## GIVEN PASSAGE

—————

Lesson 2 | 31 Jan 2020

Reading and exploring the data (with style)

For example, to add striped lines (alternative row colors) to your table and you want to highlight the hovered row, you can simply type:

The option condensed can also be handy in many cases when you don’t want your table to be too large. It has slightly shorter row height.

For some small tables with only few columns, a page wide table looks awful. To make it easier, you can specify whether you want the table to have full_width or not in kable_styling. By default, full_width is set to be TRUE for HTML tables (note that for LaTeX, the default is FALSE since I don’t want to change the “common” looks unless you specified it.)

What is the difference between tidy() function vs. kable() function for table styling

What I am noticing so far, is that tidy() works best for matrices and vectors. For example, if you used the function as.matrix() to convert your data into a matrix and then do tidy() then you can use the tidy function.

On the other hand kable() seems to be much more flexible when it comes to its arguments. It can take in matrices, data frames, and vectors.

morphology_data <- read_csv("mate_trials_summer_2019.csv")
Parsed with column specification:
cols(
  ID_num = col_double(),
  TgroupID = col_character(),
  GgroupID = col_character(),
  sex = col_character(),
  beak = col_double(),
  thorax = col_double(),
  wing = col_double(),
  body = col_double(),
  w_morph = col_character(),
  recorder = col_character(),
  computer = col_character(),
  date_recorded_by_hand = col_character(),
  data_recorded_on_excel = col_character(),
  notes = col_character()
)
# Using tidy() to display the table 
morph_matrix <- as.matrix(morphology_data)
tidy(head(morph_matrix))
Warning: 'tidy.matrix' is deprecated.
See help("Deprecated")

—————

Some rows:
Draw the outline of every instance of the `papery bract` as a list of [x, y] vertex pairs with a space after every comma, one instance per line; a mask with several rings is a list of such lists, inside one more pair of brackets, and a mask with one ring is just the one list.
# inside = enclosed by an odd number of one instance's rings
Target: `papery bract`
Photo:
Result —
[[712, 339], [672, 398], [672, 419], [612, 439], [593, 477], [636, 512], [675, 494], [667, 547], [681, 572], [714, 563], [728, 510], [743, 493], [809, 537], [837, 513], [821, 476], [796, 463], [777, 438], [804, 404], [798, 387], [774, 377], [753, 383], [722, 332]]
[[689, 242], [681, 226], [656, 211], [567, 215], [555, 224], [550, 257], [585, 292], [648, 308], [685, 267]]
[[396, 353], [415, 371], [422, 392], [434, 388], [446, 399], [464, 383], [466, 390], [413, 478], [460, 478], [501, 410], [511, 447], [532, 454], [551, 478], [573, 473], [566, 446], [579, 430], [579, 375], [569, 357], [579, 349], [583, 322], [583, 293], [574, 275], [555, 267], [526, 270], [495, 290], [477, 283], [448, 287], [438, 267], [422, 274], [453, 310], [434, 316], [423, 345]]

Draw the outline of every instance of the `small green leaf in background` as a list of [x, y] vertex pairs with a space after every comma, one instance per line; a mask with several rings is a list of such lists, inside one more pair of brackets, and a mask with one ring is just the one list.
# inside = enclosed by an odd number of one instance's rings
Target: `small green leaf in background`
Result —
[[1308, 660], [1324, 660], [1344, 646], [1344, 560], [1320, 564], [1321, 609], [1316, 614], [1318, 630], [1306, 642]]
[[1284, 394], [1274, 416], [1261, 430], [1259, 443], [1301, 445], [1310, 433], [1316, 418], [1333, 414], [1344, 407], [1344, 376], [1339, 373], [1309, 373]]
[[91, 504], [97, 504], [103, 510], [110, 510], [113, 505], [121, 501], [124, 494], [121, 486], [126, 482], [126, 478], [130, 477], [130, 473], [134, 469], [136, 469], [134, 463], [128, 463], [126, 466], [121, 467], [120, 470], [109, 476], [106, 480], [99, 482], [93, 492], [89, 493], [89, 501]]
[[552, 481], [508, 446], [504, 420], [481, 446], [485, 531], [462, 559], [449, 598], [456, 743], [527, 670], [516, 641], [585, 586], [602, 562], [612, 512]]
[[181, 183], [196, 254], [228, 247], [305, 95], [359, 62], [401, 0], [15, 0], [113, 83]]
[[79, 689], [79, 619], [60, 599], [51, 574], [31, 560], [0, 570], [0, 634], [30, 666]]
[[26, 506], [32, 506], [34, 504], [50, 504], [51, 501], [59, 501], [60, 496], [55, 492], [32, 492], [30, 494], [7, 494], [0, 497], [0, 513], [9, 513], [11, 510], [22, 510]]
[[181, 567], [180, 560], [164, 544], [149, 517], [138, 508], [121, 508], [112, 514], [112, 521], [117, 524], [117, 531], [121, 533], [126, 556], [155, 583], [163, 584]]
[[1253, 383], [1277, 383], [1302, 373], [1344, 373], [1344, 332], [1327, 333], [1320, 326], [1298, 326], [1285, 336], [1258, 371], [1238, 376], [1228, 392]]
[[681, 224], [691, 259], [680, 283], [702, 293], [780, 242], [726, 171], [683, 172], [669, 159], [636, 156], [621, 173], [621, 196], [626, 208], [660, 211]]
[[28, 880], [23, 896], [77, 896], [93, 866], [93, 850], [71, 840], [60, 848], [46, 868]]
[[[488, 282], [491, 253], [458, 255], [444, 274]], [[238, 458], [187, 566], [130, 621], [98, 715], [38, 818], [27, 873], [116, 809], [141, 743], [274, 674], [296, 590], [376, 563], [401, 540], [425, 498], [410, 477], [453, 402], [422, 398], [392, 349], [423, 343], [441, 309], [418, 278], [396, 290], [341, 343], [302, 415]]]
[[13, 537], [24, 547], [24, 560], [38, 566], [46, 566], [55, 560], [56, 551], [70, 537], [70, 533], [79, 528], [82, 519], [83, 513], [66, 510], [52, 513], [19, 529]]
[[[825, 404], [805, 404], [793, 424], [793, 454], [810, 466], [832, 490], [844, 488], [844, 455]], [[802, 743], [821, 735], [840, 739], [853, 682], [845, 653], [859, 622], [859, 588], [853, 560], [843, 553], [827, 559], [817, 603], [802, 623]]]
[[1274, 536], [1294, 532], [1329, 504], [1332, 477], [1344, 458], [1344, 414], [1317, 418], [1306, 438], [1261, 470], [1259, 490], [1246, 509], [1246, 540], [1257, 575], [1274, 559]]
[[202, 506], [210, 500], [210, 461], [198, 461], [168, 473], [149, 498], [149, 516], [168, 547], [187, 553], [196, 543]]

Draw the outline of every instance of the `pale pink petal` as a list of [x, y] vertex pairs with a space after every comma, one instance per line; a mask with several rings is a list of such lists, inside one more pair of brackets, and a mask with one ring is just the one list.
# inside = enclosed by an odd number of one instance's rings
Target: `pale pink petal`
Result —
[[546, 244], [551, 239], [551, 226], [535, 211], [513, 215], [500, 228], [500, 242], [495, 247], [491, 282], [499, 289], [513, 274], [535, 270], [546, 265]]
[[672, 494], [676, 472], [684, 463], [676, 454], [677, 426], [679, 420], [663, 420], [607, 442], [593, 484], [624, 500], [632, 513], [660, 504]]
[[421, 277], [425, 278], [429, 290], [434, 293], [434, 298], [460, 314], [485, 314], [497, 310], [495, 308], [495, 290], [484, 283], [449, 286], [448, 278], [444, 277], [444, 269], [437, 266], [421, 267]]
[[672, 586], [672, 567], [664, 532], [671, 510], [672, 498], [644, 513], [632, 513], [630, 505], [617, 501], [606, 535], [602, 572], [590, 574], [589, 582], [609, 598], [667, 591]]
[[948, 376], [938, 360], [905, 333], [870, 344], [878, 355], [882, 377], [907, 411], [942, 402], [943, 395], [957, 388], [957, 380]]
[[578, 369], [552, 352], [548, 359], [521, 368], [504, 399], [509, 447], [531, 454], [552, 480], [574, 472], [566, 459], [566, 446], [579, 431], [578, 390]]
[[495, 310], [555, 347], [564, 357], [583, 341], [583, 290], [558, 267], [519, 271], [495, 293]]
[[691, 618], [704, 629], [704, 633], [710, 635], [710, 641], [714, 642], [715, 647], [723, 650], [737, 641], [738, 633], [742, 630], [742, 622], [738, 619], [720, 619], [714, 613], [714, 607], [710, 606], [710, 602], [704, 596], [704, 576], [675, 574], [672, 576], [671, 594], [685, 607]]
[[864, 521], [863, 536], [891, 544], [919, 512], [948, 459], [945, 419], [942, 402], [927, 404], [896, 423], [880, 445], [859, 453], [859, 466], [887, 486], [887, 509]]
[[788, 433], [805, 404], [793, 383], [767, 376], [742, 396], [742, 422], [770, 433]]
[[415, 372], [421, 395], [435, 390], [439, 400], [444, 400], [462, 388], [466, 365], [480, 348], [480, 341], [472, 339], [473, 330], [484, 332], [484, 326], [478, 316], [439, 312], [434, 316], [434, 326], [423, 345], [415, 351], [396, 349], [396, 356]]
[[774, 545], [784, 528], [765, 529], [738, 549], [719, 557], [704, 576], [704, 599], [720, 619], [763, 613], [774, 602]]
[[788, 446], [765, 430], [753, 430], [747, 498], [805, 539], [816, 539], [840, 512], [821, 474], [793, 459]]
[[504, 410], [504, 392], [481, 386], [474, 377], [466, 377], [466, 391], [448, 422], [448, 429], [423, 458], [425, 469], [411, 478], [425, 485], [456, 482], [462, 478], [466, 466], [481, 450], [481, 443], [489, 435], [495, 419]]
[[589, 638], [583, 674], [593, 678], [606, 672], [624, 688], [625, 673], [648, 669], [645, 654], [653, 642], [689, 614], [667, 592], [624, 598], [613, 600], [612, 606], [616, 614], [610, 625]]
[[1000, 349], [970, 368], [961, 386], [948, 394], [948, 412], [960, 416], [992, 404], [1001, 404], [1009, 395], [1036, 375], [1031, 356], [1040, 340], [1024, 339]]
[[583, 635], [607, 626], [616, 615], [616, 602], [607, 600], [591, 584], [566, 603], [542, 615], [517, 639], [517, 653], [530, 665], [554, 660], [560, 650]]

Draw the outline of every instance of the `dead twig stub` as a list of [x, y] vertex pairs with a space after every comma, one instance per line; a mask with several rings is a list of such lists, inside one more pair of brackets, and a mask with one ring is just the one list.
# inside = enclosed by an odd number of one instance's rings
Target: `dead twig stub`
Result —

—————

## INSTRUCTIONS
a - In the table-styling lesson, what is the default setting of full_width for HTML tables?
b - Explain why the table-styling lesson gives full_width a default of FALSE for LaTeX tables.
c - Proceed with the table-styling lesson, picking up right after its last line.

## THE RESULTS
a - It is set to TRUE.

b - The default for LaTeX is FALSE so that the common look of LaTeX tables is not changed unless the user specifies otherwise.

c -
#Using kable() and kable_styling() to make 
kable(head(morphology_data)) %>%
  kable_styling(bootstrap_options = c("striped", "hover", "condensed"), full_width = F)
ID_num TgroupID GgroupID sex beak thorax wing body w_morph recorder computer date_recorded_by_hand data_recorded_on_excel notes
475 NA T1 F 6.29 3.69 7.81 11.22 S A yes 09.11.19 09.11.19 NA
268 NA T2 F 8.44 3.73 10.20 14.00 L A yes 09.11.19 09.11.19 NA
261 NA T3 F 8.44 3.68 9.57 13.21 S A yes 09.11.19 09.11.19 too big for microscope
261 NA T3 F 8.55 3.56 9.49 13.13 S A no 09.17.19 09.17.19 NA
284 NA T4 F 8.42 3.83 9.54 13.15 L A yes 09.11.19 09.11.19 NA
327 NA T5 F 8.82 3.79 10.20 13.90 L A yes 09.11.19 09.11.19 NA

What we learned together last time

The differences between vectors and lists in R.

list1 = c(1,2,3) # this is a vector NOT a list

list2 = list(1,2,3) # this is a list NOT a vector

Updates from the last lesson.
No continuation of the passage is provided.